◆ Task statement:
Set down exactly the lines running from the line with "Target: leafy green tree" to the end of the listing below, both ends included.

## START Provided data

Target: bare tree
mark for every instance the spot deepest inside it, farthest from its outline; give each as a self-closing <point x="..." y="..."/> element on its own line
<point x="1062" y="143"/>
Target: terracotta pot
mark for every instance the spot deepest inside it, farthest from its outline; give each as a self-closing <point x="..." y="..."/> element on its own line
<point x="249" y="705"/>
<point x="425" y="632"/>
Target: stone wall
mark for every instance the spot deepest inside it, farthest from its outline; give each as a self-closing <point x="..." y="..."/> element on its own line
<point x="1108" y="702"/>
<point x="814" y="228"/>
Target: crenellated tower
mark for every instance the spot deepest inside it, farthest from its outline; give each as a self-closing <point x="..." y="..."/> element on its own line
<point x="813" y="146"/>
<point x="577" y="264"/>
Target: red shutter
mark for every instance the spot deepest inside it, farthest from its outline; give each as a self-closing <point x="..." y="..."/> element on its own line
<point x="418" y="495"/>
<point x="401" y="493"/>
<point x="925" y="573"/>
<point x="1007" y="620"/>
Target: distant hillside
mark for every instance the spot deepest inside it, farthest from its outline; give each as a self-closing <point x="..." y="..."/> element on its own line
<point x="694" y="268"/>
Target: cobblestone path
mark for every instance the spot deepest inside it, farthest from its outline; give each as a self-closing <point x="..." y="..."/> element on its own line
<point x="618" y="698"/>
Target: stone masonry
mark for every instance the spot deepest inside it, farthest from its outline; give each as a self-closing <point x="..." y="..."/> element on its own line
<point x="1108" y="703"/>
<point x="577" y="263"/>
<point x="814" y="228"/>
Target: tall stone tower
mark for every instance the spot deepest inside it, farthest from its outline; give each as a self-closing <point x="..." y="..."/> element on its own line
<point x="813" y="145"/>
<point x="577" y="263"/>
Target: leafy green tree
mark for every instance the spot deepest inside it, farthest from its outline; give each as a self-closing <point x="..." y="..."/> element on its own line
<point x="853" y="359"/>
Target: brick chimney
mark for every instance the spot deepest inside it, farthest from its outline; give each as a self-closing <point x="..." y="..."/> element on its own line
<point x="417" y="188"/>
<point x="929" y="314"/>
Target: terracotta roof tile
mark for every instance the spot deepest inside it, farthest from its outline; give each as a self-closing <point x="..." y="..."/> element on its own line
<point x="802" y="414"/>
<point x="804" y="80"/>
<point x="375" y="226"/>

## END Provided data

◆ Final result:
Target: leafy green tree
mark for every instance the spot deepest inside it, farthest from its outline; give each as a self-closing <point x="..." y="..."/> element on its own line
<point x="853" y="359"/>
Target: brick chimney
mark for every instance the spot deepest inside it, farthest from its outline; give each as a self-closing <point x="..." y="..."/> element on its own line
<point x="417" y="188"/>
<point x="929" y="314"/>
Target: terracotta roof tile
mark for every instance the spot deepest inside it, farthest from its outline; give each as a self-closing <point x="..." y="..."/> element on its own line
<point x="802" y="414"/>
<point x="804" y="80"/>
<point x="375" y="226"/>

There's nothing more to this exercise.